* Work request *
Output the listing exactly as written, apart from its pictures.

* Material shown *
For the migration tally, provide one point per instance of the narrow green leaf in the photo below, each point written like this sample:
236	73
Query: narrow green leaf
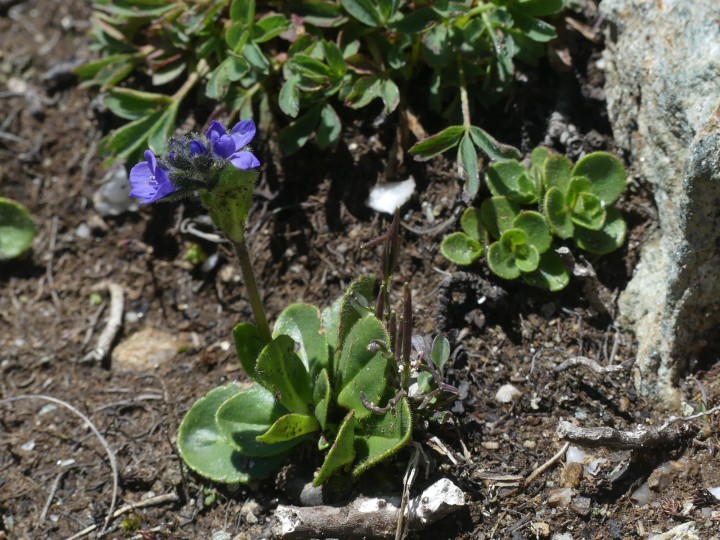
459	248
248	345
362	367
437	144
379	437
289	427
282	372
467	159
247	415
206	451
302	323
341	453
17	229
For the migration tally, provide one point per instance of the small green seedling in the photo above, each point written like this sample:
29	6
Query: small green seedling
17	229
565	202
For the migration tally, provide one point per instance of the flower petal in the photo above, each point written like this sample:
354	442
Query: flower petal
224	146
215	131
244	160
243	133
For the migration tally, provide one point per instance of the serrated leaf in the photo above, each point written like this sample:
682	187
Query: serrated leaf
289	427
302	323
245	416
459	248
206	451
248	345
606	174
362	367
557	213
609	238
551	274
437	144
536	228
356	304
498	214
17	229
379	437
341	453
467	159
322	394
492	148
282	372
329	128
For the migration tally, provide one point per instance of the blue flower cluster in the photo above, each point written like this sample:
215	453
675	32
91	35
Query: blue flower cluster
190	163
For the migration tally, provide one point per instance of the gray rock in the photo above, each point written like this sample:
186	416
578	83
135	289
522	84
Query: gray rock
663	93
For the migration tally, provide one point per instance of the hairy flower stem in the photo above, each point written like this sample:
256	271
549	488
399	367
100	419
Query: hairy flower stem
253	294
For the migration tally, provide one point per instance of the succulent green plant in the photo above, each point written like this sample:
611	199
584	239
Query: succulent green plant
17	229
567	203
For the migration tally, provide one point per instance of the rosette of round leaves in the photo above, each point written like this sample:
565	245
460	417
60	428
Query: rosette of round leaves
578	200
313	379
17	229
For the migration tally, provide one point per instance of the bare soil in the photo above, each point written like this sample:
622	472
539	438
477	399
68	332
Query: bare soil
307	225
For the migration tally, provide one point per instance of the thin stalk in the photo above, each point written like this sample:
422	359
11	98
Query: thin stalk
253	294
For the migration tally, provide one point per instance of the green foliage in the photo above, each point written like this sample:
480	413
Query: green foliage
297	64
348	377
568	202
17	229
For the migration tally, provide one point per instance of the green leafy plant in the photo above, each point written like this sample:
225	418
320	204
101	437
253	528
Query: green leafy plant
565	202
17	229
296	64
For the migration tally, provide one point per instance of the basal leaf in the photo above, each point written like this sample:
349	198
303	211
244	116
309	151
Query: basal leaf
282	372
379	437
341	453
205	450
247	415
459	248
437	144
289	427
362	366
302	323
248	346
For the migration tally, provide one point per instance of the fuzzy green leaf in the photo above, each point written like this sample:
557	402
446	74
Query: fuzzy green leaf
247	415
467	160
606	174
206	451
379	437
551	274
472	225
248	346
289	427
557	171
459	248
437	144
557	213
609	238
17	229
282	372
302	323
341	453
510	179
362	368
498	214
536	228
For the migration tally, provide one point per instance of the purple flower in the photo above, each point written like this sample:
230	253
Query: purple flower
149	181
229	145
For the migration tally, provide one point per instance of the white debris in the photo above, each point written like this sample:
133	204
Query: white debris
387	196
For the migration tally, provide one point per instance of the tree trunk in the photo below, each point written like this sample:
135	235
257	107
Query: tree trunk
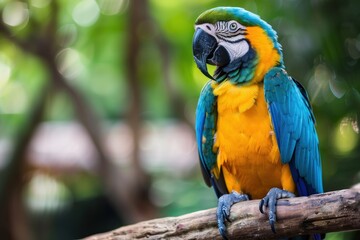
321	213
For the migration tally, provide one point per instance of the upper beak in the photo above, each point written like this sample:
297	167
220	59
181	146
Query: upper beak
203	48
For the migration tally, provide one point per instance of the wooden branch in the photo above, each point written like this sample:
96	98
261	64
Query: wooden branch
328	212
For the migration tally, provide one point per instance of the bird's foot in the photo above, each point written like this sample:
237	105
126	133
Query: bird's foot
223	210
270	201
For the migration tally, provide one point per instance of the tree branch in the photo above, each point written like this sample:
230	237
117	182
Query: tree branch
321	213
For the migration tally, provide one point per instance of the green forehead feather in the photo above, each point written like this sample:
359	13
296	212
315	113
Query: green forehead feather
240	15
214	15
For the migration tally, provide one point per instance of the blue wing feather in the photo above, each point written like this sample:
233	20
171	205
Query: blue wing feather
294	126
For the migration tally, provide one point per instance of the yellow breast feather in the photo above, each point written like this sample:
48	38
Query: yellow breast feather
248	154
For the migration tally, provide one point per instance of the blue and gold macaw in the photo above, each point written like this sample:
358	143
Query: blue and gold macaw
254	123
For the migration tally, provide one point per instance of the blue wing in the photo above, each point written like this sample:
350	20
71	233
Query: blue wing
294	126
205	129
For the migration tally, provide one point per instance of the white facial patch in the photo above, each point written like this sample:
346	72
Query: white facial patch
236	50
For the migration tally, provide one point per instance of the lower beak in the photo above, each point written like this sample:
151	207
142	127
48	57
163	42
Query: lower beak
203	48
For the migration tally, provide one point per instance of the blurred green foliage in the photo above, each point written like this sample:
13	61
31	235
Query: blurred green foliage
321	45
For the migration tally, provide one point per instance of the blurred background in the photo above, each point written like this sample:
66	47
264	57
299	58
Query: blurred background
97	105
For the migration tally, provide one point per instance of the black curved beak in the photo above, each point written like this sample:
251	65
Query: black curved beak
204	46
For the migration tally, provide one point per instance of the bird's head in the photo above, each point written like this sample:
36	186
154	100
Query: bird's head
238	42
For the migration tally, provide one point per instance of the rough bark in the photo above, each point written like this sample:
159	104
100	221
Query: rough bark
321	213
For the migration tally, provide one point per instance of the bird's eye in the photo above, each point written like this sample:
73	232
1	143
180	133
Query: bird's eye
233	26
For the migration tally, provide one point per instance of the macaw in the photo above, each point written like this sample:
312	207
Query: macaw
255	129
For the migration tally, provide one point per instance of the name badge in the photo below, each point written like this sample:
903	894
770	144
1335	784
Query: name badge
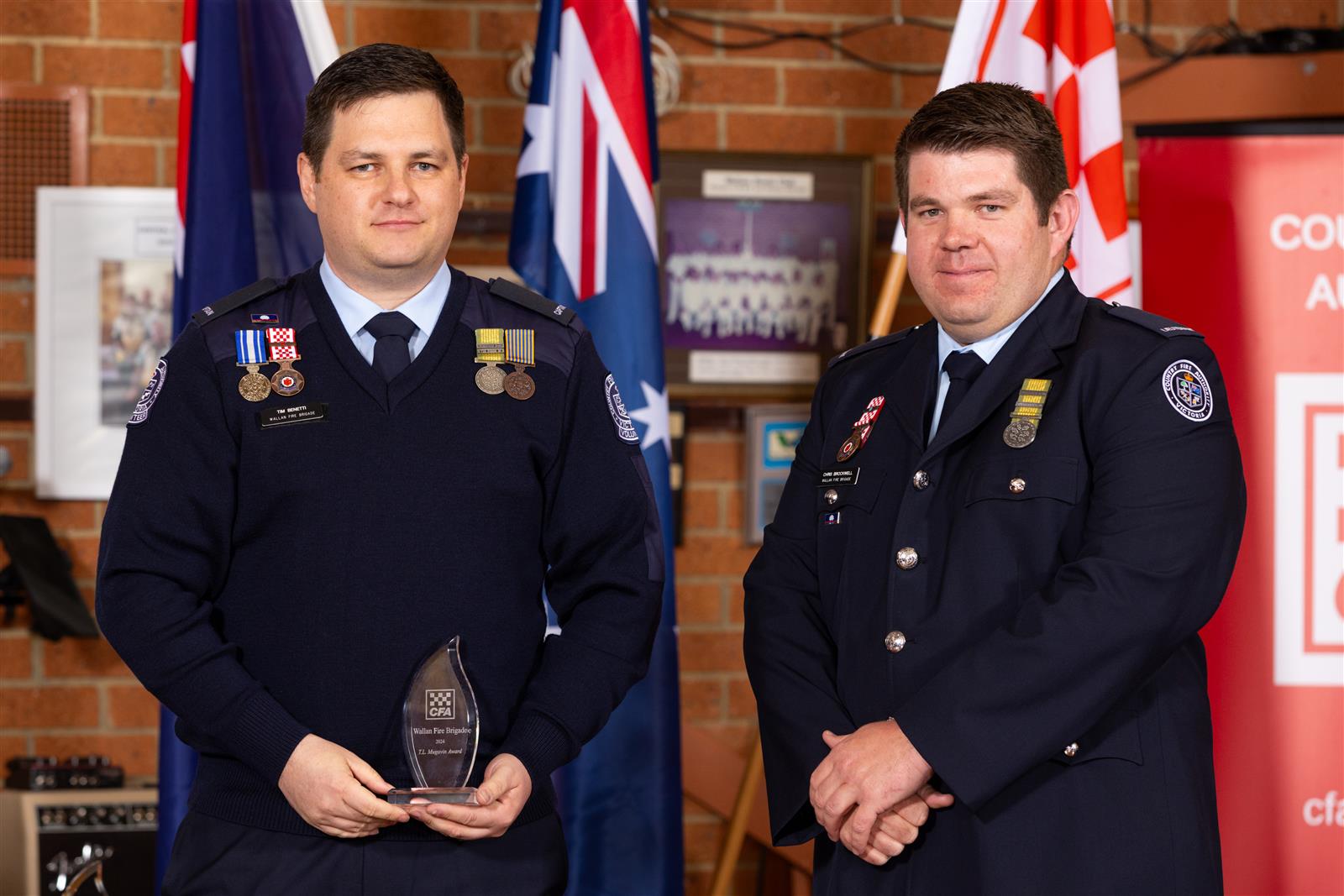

* Your solution *
For the migration tally, provide one point per instance of the narrow green leaf in the photo below, each point written like this sample:
236	73
Query: narrow green leaf
459	248
248	345
362	367
437	144
379	437
289	427
282	372
467	159
247	415
206	451
302	323
341	453
17	229
For the migration tally, provide one point per instance of the small green seedling in the photo above, each point written like this sample:
29	6
Query: small green seedling
17	229
565	202
For the migration tally, provide one point per instance of the flower petal in the photo above, each point written like this sample:
354	442
Query: flower petal
224	146
215	131
244	160
243	133
For the migration tally, provide one point per instance of the serrated leaf in the photo above, each point written like this sample:
682	187
Query: serrated leaf
289	427
302	323
245	416
459	248
206	451
248	345
606	174
362	367
557	213
609	238
551	274
437	144
536	228
356	304
498	214
17	229
379	437
341	453
467	159
322	394
492	148
282	372
329	128
For the migration tally, provide one point per instance of the blue flower cluster in the photo above, each point written like this sample:
215	453
675	32
91	35
Query: blue flower cluster
190	163
For the migration tally, provide one point per instance of the gray rock in the photo above, each point written like this sample:
186	416
578	83
135	289
522	84
Query: gray rock
663	93
For the migration tally, provide one point per instance of the hairy flower stem in the photo above, each point written like this sample:
256	271
549	488
399	367
100	419
Query: hairy flower stem
253	294
For the migration tally, provide one point per instance of the succulent green plant in the photo above, each point written like this sample:
611	199
584	239
Query: succulent green plant
17	229
567	203
For the migration tally, provide one point per instance of the rosette of round leaves in the photo above, each point written like this sample:
565	245
460	417
60	428
Query: rosette of round leaves
578	200
313	379
17	229
For the migration tally, provide one point per instance of the bare soil in the photo above, each point written like this sample:
622	472
539	438
477	399
68	332
Query: bare soil
307	225
For the migration tally, provide one point per instance of the thin stalk in the photo above, each point written like this sample:
422	359
11	98
Query: thin stalk
253	294
For the migration tally, provide one point per instance of the green foliage in the photo above, each point written like this sample:
480	413
Query: green foliage
297	64
348	377
568	202
17	229
For the migration tally, provide one point per instance of the green leafy plant in the photo above, each point written like this sample:
225	418
320	204
101	437
253	528
Query: green leafy plant
565	202
17	229
296	64
For the migration tally, provide one point per instance of the basal leaf in the photo above, each point written like this sample:
349	198
303	211
244	116
309	151
Query: basal leaf
282	372
379	437
341	453
205	450
247	415
459	248
437	144
289	427
362	366
302	323
248	346
For the migration tally, provide one point per instance of the fuzzy green leaf in the photo above, each point written like this sample:
557	402
446	74
Query: fuzzy green leaf
247	415
467	160
606	174
206	451
379	437
551	274
472	225
248	346
289	427
557	171
459	248
437	144
557	213
609	238
17	229
282	372
302	323
341	453
510	179
362	368
498	214
536	228
For the migration tally, provide one point per instance of the purple flower in the photo above, each point written like this sample:
230	253
Query: purple flower
149	181
229	145
For the migration tally, provide one point per instance of the white debris in the photo above, each point written like this sample:
133	204
Query: white debris
387	196
For the migration tally, provide one point per instance of the tree trunk in the photo below, each point written like this sample:
135	235
257	107
Query: tree trunk
321	213
For the migration tally, provide one point per instance of the upper beak in the photo above, each point written like this sample:
297	167
220	59
181	146
Query: upper beak
203	48
For the migration tally, provide one point per instance of the wooden branch in the photo above, each point written like this sample:
96	98
261	64
Query: wooden branch
328	212
For the migration tally, provide one point per instance of the bird's foot in the photo above, each point written like this sample:
237	105
126	133
Query: bird's foot
223	210
270	201
For the migration tally, provide one point per instance of the tree branch in the photo above, each point written like this sample:
230	237
117	182
Query: tree branch
321	213
For the migration tally, provide one point per instance of the green forehead feather in the photo above, each point written like this sample:
359	13
296	212
315	113
Query: green forehead feather
240	15
214	15
For the migration tally, provide one point per instance of the blue wing feather in the photo above, each point written like this sample:
233	20
171	205
Query: blue wing feather
294	126
For the migration tally, provide one point per instance of the yellow breast feather in the photo above, each point written like this sample:
48	38
Query: yellow breast feather
248	154
For the migration tally, provide one point per instance of the blue and gold macaw in the photo above, each point written like this sample:
358	143
Query: blue and gold macaw
254	123
For the migration tally, provide one point per instance of the blue wing in the photo above, each point written like this sample:
350	20
71	233
Query: blue wing
294	126
205	129
For the migration tally, provide one point per instance of the white facial patch in the photo above, each point written like this sample:
346	72
Query: white facial patch
236	50
For the migration tally, provide one point per instance of the lower beak in the photo above, each point written like this sample:
151	207
142	127
48	57
163	42
Query: lower beak
203	48
For the migration tally, provide one point per instance of the blurred green foliage in the photo above, each point written like this sample:
13	61
31	235
Query: blurred green foliage
321	45
For the migration tally, provide one point per instance of the blurred background in the photo above, each point written like this sample:
66	47
264	57
299	58
Query: blurred background
97	105
For the migration tally, provide one point per instance of the black curved beak in the photo above, each point written like this sample:
251	65
Query: black curved beak
204	46
For the migration tally, provide one point per instance of the bird's head in the photo above, each point written like this sample:
36	186
154	100
Query: bird's head
238	42
For the migration tally, provide one point per instance of the rough bark in the photo above, each point written like this sample:
159	104
100	221
Query: rough bark
321	213
For the migration tally, provide one point per instance of the bird's eye in the photo above, each point written like this sample:
73	232
1	143
180	133
Query: bird's eye
233	26
For the migration tally, provide one point per instance of the macaw in the photo above, each point written like this sample:
312	207
Query: macaw
255	129
For the migration tally, provide one point per instance of the name badge in the photo below, each point written like this sample:
903	894
770	144
1335	784
Query: name badge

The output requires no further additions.